[start Document text]

[PATCH v9 11/13] blk-mq: prevent offlining hk CPUs with associated online isolated CPUs

Aaron Tomlin posted 13 patches 1 day, 11 hours ago
[PATCH v9 11/13] blk-mq: prevent offlining hk CPUs with associated online isolated CPUs
Posted by Aaron Tomlin 1 day, 11 hours ago
From: Daniel Wagner <wagi@kernel.org>

When isolcpus=io_queue is enabled, and the last housekeeping CPU for a
given hctx goes offline, there would be no CPU left to handle I/O. To
prevent I/O stalls, prevent offlining housekeeping CPUs that are still
serving isolated CPUs.

When isolcpus=io_queue is enabled and the last housekeeping CPU
for a given hctx goes offline, no CPU would be left to handle I/O.
To prevent I/O stalls, disallow offlining housekeeping CPUs that are
still serving isolated CPUs.

Reviewed-by: Aaron Tomlin <atomlin@atomlin.com>
Reviewed-by: Hannes Reinecke <hare@suse.de>
Signed-off-by: Daniel Wagner <wagi@kernel.org>
---
 block/blk-mq.c | 42 ++++++++++++++++++++++++++++++++++++++++++
 1 file changed, 42 insertions(+)

diff --git a/block/blk-mq.c b/block/blk-mq.c
index 3da2215b2912..8671f2170880 100644
--- a/block/blk-mq.c
+++ b/block/blk-mq.c
@@ -3699,6 +3699,43 @@ static bool blk_mq_hctx_has_requests(struct blk_mq_hw_ctx *hctx)

[end Document text]
[start The input]

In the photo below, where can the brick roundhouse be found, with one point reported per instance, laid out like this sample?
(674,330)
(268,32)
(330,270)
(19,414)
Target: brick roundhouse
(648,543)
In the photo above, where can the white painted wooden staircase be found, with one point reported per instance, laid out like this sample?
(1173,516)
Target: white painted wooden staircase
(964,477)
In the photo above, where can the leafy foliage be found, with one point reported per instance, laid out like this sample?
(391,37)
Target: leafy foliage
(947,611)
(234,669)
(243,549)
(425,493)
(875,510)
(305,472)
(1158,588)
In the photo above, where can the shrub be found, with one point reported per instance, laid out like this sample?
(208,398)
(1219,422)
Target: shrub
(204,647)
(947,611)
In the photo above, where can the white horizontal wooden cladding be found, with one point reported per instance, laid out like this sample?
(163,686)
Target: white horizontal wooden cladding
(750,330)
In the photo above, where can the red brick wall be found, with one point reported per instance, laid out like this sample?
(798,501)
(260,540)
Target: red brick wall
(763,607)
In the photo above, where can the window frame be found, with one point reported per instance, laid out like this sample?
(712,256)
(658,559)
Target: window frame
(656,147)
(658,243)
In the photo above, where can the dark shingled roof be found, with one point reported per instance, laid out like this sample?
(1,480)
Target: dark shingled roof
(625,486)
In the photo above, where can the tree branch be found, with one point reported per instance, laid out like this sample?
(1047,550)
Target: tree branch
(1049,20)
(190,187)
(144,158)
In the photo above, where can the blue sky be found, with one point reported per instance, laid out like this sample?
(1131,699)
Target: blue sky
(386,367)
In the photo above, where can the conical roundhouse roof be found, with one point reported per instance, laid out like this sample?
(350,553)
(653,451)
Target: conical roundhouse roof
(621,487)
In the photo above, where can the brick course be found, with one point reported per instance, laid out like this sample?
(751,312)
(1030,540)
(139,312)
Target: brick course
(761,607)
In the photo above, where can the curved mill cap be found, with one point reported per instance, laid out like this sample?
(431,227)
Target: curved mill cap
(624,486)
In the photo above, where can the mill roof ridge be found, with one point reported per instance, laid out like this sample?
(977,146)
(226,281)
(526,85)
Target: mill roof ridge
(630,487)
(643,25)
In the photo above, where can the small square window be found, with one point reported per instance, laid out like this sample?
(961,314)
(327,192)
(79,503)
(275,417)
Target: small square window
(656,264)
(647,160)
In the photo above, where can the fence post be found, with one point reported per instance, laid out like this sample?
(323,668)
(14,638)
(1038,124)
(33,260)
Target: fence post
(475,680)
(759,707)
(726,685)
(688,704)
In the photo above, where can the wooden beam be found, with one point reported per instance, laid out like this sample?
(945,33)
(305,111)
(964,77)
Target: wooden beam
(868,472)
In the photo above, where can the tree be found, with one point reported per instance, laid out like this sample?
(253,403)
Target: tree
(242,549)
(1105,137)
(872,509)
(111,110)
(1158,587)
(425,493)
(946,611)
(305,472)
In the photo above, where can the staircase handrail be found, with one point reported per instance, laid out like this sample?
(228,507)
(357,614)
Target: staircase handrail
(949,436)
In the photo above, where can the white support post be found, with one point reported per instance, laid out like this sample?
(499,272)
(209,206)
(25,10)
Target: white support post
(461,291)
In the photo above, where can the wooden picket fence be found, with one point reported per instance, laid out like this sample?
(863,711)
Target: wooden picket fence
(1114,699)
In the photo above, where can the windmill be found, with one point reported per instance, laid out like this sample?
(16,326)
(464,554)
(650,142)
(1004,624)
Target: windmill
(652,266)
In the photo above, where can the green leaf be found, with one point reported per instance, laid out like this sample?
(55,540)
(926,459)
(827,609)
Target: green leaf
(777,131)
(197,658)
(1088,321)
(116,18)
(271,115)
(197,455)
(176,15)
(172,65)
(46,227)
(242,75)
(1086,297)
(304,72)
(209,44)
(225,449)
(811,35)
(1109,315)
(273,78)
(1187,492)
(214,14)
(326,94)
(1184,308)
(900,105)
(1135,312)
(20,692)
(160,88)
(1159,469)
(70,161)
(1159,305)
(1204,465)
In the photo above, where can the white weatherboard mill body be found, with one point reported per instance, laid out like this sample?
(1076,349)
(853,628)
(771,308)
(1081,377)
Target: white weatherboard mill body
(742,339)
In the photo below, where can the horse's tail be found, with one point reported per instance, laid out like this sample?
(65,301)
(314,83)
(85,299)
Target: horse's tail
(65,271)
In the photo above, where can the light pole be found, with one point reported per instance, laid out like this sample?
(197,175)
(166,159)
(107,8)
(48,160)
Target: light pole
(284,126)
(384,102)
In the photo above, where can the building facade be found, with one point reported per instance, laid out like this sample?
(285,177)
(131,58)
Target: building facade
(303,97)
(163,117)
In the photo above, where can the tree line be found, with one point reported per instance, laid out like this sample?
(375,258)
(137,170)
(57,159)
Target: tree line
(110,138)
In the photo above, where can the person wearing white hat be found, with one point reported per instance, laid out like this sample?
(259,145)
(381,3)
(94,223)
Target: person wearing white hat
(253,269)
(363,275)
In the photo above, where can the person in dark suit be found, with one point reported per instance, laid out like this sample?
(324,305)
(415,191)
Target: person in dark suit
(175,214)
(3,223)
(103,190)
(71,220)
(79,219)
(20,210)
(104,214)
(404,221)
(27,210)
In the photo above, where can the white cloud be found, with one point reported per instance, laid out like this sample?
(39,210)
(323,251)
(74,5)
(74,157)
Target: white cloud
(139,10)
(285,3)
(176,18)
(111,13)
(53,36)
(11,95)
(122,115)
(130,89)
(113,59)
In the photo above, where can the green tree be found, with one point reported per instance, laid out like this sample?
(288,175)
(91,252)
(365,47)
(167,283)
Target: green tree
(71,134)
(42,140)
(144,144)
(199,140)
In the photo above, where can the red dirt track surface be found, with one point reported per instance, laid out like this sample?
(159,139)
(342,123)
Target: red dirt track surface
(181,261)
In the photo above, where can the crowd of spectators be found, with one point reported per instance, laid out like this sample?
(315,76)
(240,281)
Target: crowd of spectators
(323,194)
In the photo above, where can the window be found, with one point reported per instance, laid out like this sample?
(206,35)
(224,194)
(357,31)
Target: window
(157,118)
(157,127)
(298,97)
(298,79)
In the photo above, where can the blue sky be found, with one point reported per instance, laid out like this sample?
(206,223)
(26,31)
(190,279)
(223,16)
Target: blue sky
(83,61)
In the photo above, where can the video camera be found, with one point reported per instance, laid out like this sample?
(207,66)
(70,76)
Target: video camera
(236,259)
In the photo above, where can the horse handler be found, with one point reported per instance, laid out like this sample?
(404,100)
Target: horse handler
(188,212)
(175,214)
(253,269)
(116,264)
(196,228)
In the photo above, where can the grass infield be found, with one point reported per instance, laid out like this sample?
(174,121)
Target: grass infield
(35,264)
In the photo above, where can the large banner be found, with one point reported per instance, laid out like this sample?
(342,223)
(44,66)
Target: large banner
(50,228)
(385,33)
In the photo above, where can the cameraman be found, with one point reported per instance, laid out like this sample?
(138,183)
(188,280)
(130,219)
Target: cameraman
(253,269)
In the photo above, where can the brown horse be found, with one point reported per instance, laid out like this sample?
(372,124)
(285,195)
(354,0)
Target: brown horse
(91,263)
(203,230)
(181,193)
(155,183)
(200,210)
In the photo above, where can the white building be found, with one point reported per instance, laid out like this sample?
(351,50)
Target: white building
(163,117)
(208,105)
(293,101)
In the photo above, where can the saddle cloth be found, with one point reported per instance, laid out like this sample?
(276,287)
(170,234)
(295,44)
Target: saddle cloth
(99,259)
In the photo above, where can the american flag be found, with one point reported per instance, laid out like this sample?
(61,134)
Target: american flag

[end The input]

■ Set problem A ■
Return the entries word for word, from the line with "In the photo above, where can the crowd" through the last line of the entries.
■ Set problem B ■
Resume the blk-mq patch on offlining housekeeping CPUs from its last line.

■ Output A ■
In the photo above, where can the crowd of spectators be found, with one point reported per instance, laid out like this sample?
(315,76)
(240,281)
Target: crowd of spectators
(323,194)
In the photo above, where can the window be found, with one point reported per instance, laid out like this sample?
(206,35)
(224,194)
(357,31)
Target: window
(157,118)
(157,127)
(298,97)
(298,79)
In the photo above, where can the blue sky be found, with one point reported per instance, laid out like this sample?
(206,223)
(26,31)
(190,279)
(223,16)
Target: blue sky
(83,61)
In the photo above, where can the video camera be found, with one point reported per instance, laid out like this sample?
(207,66)
(70,76)
Target: video camera
(236,259)
In the photo above, where can the horse handler be found, with one point reported per instance, laid out like this sample?
(404,100)
Target: horse handler
(188,212)
(175,214)
(253,269)
(116,264)
(196,228)
In the photo above, where can the grass infield be found, with one point reported per instance, laid out like this sample?
(174,121)
Target: grass infield
(35,264)
In the photo above, where can the large banner be found, with one point reported per instance, laid out like this sample?
(342,223)
(44,66)
Target: large banner
(50,228)
(385,33)
In the photo above, where can the cameraman be found, with one point reported per instance, laid out like this sample?
(138,183)
(188,280)
(130,219)
Target: cameraman
(253,269)
In the photo above, where can the brown horse be found, with one point reported per instance, laid out like this sample?
(372,124)
(285,195)
(354,0)
Target: brown horse
(91,263)
(203,230)
(181,193)
(155,183)
(200,210)
In the photo above, where can the white building be found, with one point reported per instance, laid out like this sample?
(351,50)
Target: white building
(163,117)
(208,105)
(293,101)
In the photo above, where can the saddle cloth be found, with one point reported per instance, laid out like this sample?
(276,287)
(170,234)
(295,44)
Target: saddle cloth
(99,259)
In the photo above, where can the american flag be found, with one point reported per instance, laid out like this sample?
(61,134)
Target: american flag

■ Output B ■
 	return data.has_rq;
 }
 
+static bool blk_mq_hctx_can_offline_hk_cpu(struct blk_mq_hw_ctx *hctx,
+					   unsigned int this_cpu)
+{
+	const struct cpumask *hk_mask = housekeeping_cpumask(HK_TYPE_IO_QUEUE);
+
+	for (int i = 0; i < hctx->nr_ctx; i++) {
+		struct blk_mq_ctx *ctx = hctx->ctxs[i];
+
+		if (ctx->cpu == this_cpu)
+			continue;
+
+		/*
+		 * Check if this context has at least one online
+		 * housekeeping CPU; in this case the hardware context is
+		 * usable.
+		 */
+		if (cpumask_test_cpu(ctx->cpu, hk_mask) &&
+		    cpu_online(ctx->cpu))
+			break;
+
+		/*
+		 * The context doesn't have any online housekeeping CPUs,
+		 * but there might be an online isolated CPU mapped to
+		 * it.
+		 */
+		if (cpu_is_offline(ctx->cpu))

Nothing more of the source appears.